* **What you should do**: Express the lines of the data below as a JSON list of strings, one string per line and no blank lines. Begin at the start of the data, stop after the line that contains "(1157, 459)", and leave the pictures out.

[Start Supplied entries]

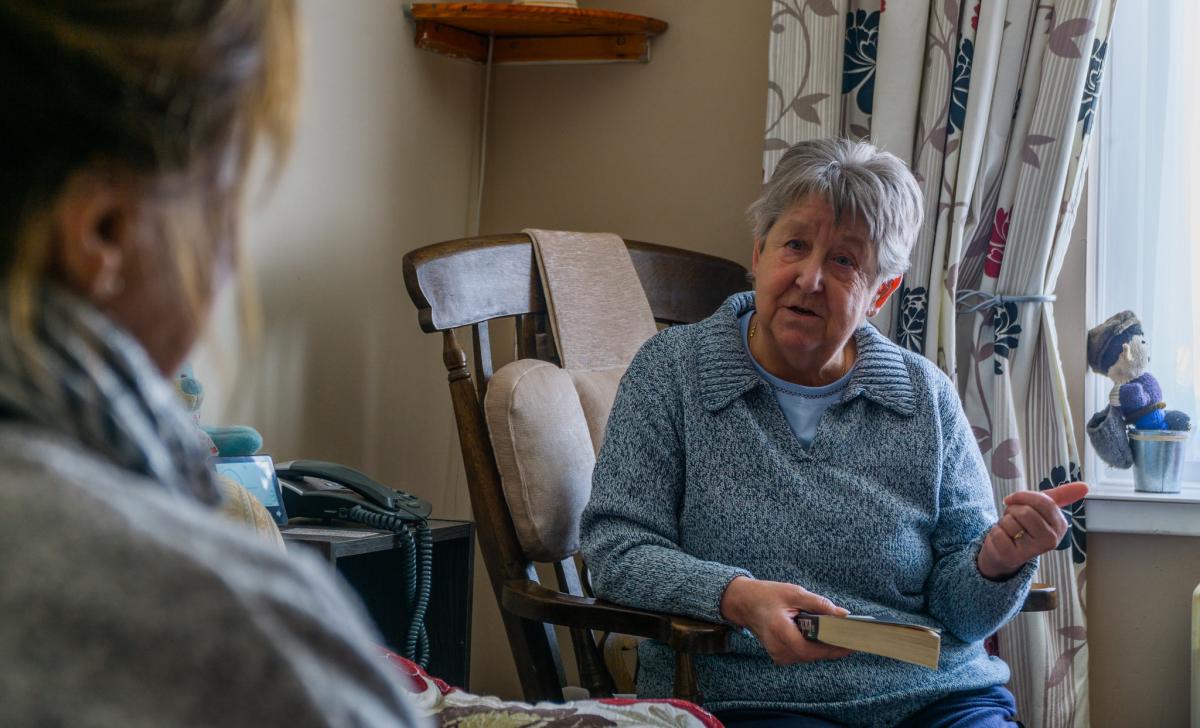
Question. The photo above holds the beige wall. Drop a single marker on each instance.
(666, 151)
(1139, 606)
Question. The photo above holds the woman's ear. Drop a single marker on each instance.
(95, 222)
(882, 294)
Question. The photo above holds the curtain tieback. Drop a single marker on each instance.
(971, 301)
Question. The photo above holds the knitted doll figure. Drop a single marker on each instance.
(1117, 348)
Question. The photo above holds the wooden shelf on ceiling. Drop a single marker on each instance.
(529, 34)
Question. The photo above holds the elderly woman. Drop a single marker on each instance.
(126, 133)
(783, 456)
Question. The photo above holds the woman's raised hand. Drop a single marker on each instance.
(1031, 525)
(767, 608)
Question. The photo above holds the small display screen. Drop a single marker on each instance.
(257, 475)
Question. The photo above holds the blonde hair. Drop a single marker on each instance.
(177, 92)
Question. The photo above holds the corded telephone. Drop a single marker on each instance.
(328, 491)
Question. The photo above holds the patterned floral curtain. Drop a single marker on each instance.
(991, 103)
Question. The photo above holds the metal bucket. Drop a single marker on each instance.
(1157, 459)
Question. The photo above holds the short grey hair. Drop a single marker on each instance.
(861, 184)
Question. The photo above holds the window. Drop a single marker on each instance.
(1145, 254)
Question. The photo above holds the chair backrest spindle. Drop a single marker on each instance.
(473, 282)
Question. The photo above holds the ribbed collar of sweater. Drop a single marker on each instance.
(726, 372)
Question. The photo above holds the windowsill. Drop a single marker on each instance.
(1115, 507)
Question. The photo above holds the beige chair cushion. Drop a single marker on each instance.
(546, 425)
(244, 509)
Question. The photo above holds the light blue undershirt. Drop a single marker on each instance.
(803, 405)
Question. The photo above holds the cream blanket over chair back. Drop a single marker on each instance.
(547, 422)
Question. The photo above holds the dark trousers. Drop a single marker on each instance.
(988, 708)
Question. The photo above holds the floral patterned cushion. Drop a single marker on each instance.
(451, 707)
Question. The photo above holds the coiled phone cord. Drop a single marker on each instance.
(418, 555)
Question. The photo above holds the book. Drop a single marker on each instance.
(895, 639)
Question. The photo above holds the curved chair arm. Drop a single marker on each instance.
(688, 637)
(533, 601)
(1043, 597)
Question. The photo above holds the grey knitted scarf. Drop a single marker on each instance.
(82, 375)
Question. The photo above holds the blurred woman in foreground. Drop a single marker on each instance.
(126, 136)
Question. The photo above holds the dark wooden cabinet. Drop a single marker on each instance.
(370, 559)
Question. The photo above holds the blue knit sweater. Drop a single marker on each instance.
(700, 480)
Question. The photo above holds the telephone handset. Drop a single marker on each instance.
(319, 489)
(328, 491)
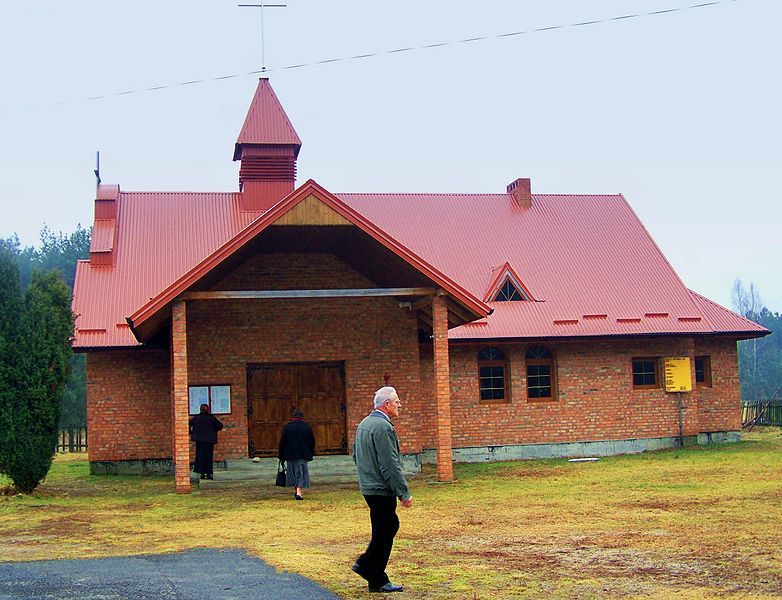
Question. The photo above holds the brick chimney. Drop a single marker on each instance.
(104, 230)
(521, 190)
(267, 148)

[End Supplied entries]

* **Solution for this exercise**:
[
  "Question. The photo above holds the beige wall. Drop a single marker on each instance.",
  "(666, 151)",
  "(1139, 606)",
  "Question. The photo above holds the woman's ear. Drop a single marker on each instance.",
  "(95, 222)",
  "(882, 294)",
  "Question. The photo above holds the curtain tieback. Drop a single marker on each instance.",
  "(971, 301)",
  "Question. The photo above holds the knitted doll figure. Drop a single marker on each instance.",
  "(1117, 348)",
  "Question. The photo above holds the wooden shelf on ceiling. Drop a single marker on each instance.",
  "(529, 34)",
  "Question. The photo above holds the elderly woman. Drop a single marker on each instance.",
  "(126, 133)",
  "(783, 456)",
  "Question. The photo above holds the woman's raised hand. Drop a single marker on each instance.",
  "(1031, 525)",
  "(767, 608)",
  "Question. The photo above holds the small display screen. Drop a single marker on each instance.",
  "(257, 475)",
  "Question. The photo above holds the blonde hair. Drop a single marker on each instance.",
  "(177, 92)",
  "Question. The photo above holds the corded telephone. Drop a single marker on each instance.",
  "(328, 491)",
  "Question. The photo above holds the patterned floral curtain. Drop a single marker on each instance.",
  "(991, 103)",
  "Question. The photo above holds the metal bucket. Drop a single marker on each instance.",
  "(1157, 459)"
]